*Things to do*.
• A. Return everything in the Mirendil article from "Ex-Anthropic researchers launch" down to "to scientific discovery.", word for word.
• B. Write the next part of the article about Mirendil, picking up after its final sentence.

*Source document*.
++++++++

Ex-Anthropic researchers launch Mirendil, target $175M at $1B valuation for AI-powered scientific discovery
A new wave of AI startups is taking shape, and Mirendil is stepping into it with serious ambition—and serious backing. Founded by former Anthropic researchers, the San Francisco-based startup is already in talks to raise $175 million at a $1 billion valuation, signaling strong investor appetite for AI applied to scientific discovery.
Mirendil is led by Behnam Neyshabur, who previously headed Anthropic’s scientific AI reasoning team, and Harsh Mehta, a former senior research scientist at the company. The two left Anthropic in December 2025, joining a growing list of researchers breaking away from major labs to build more focused AI ventures. Their founding team includes Shayan Salehian, formerly of xAI, and Tara Rezaei, a former OpenAI intern, bringing together experience from some of the industry’s most influential AI organizations.
From Anthropic to Neo-Labs: Mirendil Targets $1B Valuation to Reinvent Scientific Research with AI
The company is focused on applying AI to biology and materials science, two areas where progress often moves slowly. By building models that generate hypotheses and simulate outcomes, Mirendil aims to shorten the path from idea to discovery. If it works, the payoff could be significant—ranging from new drug candidates to advanced materials that reshape industries.

++++++++

Stored entries
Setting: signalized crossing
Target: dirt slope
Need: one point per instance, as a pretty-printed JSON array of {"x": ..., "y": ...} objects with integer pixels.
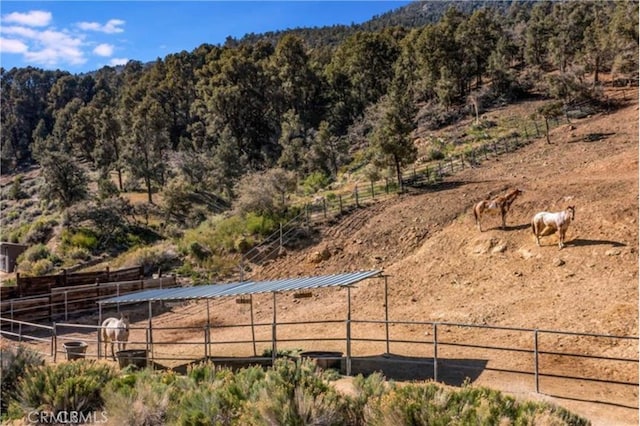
[{"x": 443, "y": 269}]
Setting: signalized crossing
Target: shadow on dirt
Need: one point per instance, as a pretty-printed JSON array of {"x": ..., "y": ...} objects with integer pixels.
[{"x": 454, "y": 372}]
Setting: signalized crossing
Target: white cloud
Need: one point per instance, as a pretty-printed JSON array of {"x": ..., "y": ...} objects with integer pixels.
[
  {"x": 103, "y": 49},
  {"x": 48, "y": 47},
  {"x": 12, "y": 46},
  {"x": 21, "y": 32},
  {"x": 118, "y": 61},
  {"x": 33, "y": 18},
  {"x": 111, "y": 27},
  {"x": 32, "y": 36}
]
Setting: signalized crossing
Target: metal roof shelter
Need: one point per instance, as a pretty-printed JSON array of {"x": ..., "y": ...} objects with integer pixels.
[
  {"x": 242, "y": 288},
  {"x": 248, "y": 288}
]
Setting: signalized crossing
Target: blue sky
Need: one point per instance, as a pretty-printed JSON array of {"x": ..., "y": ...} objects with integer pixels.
[{"x": 80, "y": 36}]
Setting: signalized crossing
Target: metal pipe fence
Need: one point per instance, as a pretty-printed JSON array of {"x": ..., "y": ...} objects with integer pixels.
[
  {"x": 442, "y": 346},
  {"x": 335, "y": 204}
]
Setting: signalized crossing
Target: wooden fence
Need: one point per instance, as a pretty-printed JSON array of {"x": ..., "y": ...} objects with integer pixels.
[
  {"x": 42, "y": 285},
  {"x": 63, "y": 302}
]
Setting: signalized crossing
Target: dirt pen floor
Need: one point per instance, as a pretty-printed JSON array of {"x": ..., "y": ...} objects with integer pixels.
[{"x": 442, "y": 269}]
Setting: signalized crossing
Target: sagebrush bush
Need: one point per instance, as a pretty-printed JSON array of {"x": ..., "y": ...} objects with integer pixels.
[
  {"x": 70, "y": 386},
  {"x": 82, "y": 238},
  {"x": 314, "y": 182},
  {"x": 40, "y": 231},
  {"x": 16, "y": 363},
  {"x": 295, "y": 393},
  {"x": 152, "y": 259},
  {"x": 434, "y": 404},
  {"x": 35, "y": 253},
  {"x": 141, "y": 398}
]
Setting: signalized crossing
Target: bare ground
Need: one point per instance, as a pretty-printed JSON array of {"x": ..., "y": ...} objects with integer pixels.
[{"x": 441, "y": 268}]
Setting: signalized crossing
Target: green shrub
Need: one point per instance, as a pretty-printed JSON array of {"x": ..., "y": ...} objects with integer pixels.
[
  {"x": 314, "y": 182},
  {"x": 140, "y": 398},
  {"x": 215, "y": 396},
  {"x": 84, "y": 238},
  {"x": 107, "y": 189},
  {"x": 434, "y": 404},
  {"x": 435, "y": 154},
  {"x": 259, "y": 225},
  {"x": 78, "y": 253},
  {"x": 35, "y": 253},
  {"x": 70, "y": 386},
  {"x": 15, "y": 191},
  {"x": 295, "y": 393},
  {"x": 41, "y": 267},
  {"x": 160, "y": 257},
  {"x": 16, "y": 363}
]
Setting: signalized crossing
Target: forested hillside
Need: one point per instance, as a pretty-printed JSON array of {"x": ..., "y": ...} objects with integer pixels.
[{"x": 249, "y": 125}]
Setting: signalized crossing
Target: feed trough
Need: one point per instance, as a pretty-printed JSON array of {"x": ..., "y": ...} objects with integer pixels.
[
  {"x": 75, "y": 349},
  {"x": 324, "y": 359},
  {"x": 137, "y": 357}
]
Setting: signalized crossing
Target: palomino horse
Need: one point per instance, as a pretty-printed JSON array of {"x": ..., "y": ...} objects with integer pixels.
[
  {"x": 497, "y": 205},
  {"x": 545, "y": 223},
  {"x": 115, "y": 330}
]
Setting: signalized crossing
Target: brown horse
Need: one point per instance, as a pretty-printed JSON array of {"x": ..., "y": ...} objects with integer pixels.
[
  {"x": 545, "y": 223},
  {"x": 497, "y": 205}
]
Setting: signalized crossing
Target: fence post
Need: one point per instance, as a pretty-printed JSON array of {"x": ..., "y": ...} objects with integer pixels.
[
  {"x": 535, "y": 358},
  {"x": 356, "y": 195},
  {"x": 281, "y": 243},
  {"x": 348, "y": 330},
  {"x": 150, "y": 336},
  {"x": 435, "y": 352},
  {"x": 206, "y": 341},
  {"x": 54, "y": 342}
]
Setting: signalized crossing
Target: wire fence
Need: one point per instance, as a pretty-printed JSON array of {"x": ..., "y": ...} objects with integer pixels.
[{"x": 432, "y": 173}]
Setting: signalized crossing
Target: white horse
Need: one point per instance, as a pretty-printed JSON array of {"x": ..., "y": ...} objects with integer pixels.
[
  {"x": 115, "y": 330},
  {"x": 545, "y": 223}
]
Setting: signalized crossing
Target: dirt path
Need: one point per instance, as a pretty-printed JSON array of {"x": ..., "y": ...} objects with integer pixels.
[{"x": 441, "y": 268}]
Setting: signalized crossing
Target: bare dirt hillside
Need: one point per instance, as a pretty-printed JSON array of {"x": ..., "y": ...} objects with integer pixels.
[{"x": 441, "y": 268}]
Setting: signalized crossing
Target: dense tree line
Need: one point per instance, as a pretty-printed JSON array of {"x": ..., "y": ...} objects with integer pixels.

++++++++

*Responses by item number*.
• A.
Ex-Anthropic researchers launch Mirendil, target $175M at $1B valuation for AI-powered scientific discovery
A new wave of AI startups is taking shape, and Mirendil is stepping into it with serious ambition—and serious backing. Founded by former Anthropic researchers, the San Francisco-based startup is already in talks to raise $175 million at a $1 billion valuation, signaling strong investor appetite for AI applied to scientific discovery.

• B.
Funding talks are ongoing, with Andreessen Horowitz and Kleiner Perkins leading the round, according to reports citing The Information. The terms have not been finalized. The early valuation reflects growing investor confidence that domain-specific AI startups can deliver meaningful breakthroughs, especially in fields that have long relied on trial-and-error experimentation.
“Former Anthropic researchers launch Mirendil, aiming for a $1 billion valuation in AI-driven science,” The Information reported.
Mirendil fits into what many are calling the “neo-labs” movement, a shift where researchers leave large AI organizations to build startups focused on specific use cases. Instead of building general-purpose models, these companies are targeting narrower problems, expecting depth to outperform breadth. That shift is starting to reshape how AI innovation is distributed across the industry.
The timing is no coincidence. Large AI labs have drawn intense attention in recent years, along with growing pressure around safety, governance, and long-term direction. For some researchers, startups offer a faster path to execution and a clearer focus on real-world applications. Mirendil’s leadership team appears to be betting that specialized models trained on scientific data can unlock insights that broader systems struggle to reach.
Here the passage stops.